参考本文:

——

都知事選の参考資料:小池百合子氏と鳥越俊太郎氏に関して


 
案の定、醜聞罵倒合戦ばかりが激化の一途をたどっている東京都知事選挙東京五輪に伴う浄化政策の問題が議論の俎上に載せられる気配は微塵もありません。

そんな中、インターネットユーザー協会(MIAU)が、各候補者に対して「ゲーム・漫画・アニメ等の規制について」という設問を含んだ恒例アンケートを実施しました。
 
 
残念ながら「コミケ応援宣言」で注目されている小池百合子氏は現時点で無回答です。
 

小池百合子氏のコミケ応援宣言が波紋 本当に「漫画表現」は守られるのか
J-CAST、2016年7月18日)
http://www.j-cast.com/2016/07/18272776.html

小池氏の選対役員は、J-CASTニュースの取材に対し、次のように答えた。

表現規制推進派というのはデマです。規制を進めると言ったことはありません。表現の自由は、しっかりと守るべきだと思います。ただ、漫画などへの支援と規制とは、正反対のベクトルだとは思えません。目をそむけたくなるものも中にはあり、そこをどのように線引きするか議論が必要でしょうね」

 

いえ、デマではありません。小池氏は2008年と2011年に、漫画などに対する規制強化を推進する為の請願を国会に提出しています。

 

青少年健全育成のための有害図書類・有害情報規制に関する法整備を求めることに関する請願
(2008年、第169回国会)
http://www.shugiin.go.jp/internet/itdb_seigan.nsf/html/seigan/1693212.htm
http://www.sangiin.go.jp/japanese/joho1/kousei/seigan/169/yousi/yo1693262.htm *1

有害図書規制の法制化をすること。
・インターネット上の有害情報を削除するシステムをつくること。
罰則規定を設け、法律の実効性を確実なものとすること。

青少年健全育成のため、児童買春、児童ポルノに係る行為等の処罰及び児童の保護等に関する法律の早期改正を求めることに関する請願
(2011年、第178回国会)
http://www.shugiin.go.jp/internet/itdb_seigan.nsf/html/seigan/1780001.htm
http://www.sangiin.go.jp/japanese/joho1/kousei/seigan/178/yousi/yo1780035.htm

漫画やアニメ、ゲームソフト等「仮想のわいせつ画像や性的虐待の表現」も目に余り、これ以上、児童ポルノの氾濫を放置しておくことはできない。全ての「単純所持」を処罰できる有効な法律改正をすべきである。

 

児童ポルノ禁止法の罰則は、製造罪で3年以下の懲役又は300万円以下の罰金、所持罪は1年以下の懲役又は100万円以下の罰金となっています。*2
 
小池氏が5年前に提出した請願は、同法に漫画・アニメ・ゲームといった架空創作物を新たに含める事、つまり違反したボーイズラブ漫画などの作家とその読者に懲罰を加える施策を要望するものでした。

——

データ一覧:

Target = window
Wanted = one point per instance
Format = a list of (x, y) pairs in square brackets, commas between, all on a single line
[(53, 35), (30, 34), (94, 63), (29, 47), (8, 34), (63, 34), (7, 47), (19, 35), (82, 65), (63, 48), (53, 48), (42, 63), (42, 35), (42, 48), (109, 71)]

——

出題 A:
参考本文に基づき、次の問いに答えなさい。
(i) 各候補者にアンケートを実施した団体は何か。
(ii) 2008年の請願は第何回国会に提出されたか。
(iii) 児童ポルノ禁止法の所持罪の罰則はどのように定められているか。
出題 B: 参考本文の最後の文に続けて、その先を書き継ぎなさい。

解答 A:
(i) インターネットユーザー協会(MIAU)
(ii) 第169回国会
(iii) 1年以下の懲役又は100万円以下の罰金

解答 B:
 
コミケ参加者にアピールした以上は、なぜ「不健全漫画」を所持しているだけで刑務所にブチ込まれ、社会的生命を剥奪されるという熾烈な人権弾圧政策を求めるおかしな声に同調したのか、小池氏にはその説明責任があると思います。
 

*3
 
ちなみに2008年の請願には、高市早苗氏、森山真弓氏、船田元氏など日本会議系の規制派の名前がズラリと並んでいます。
 *4
 
そもそも日本会議国会議員懇談会」の副会長を務めている小池氏が、表現規制を推進するという日本会議の方針に背反できるのでしょうか?
  
選対役員の苦しいコメントにも、その難しさが表れている気がします。
 
 
一方、小池氏の対抗馬である鳥越俊太郎氏には問題が無いのかといえば、決してそんな事はありません
 

 
学生時代、鳥越氏が司会をしていた「ザ・スクープ」をよく観ていましたが、少年犯罪や青少年問題に対する同氏のコメントには首を傾げる事がままありました。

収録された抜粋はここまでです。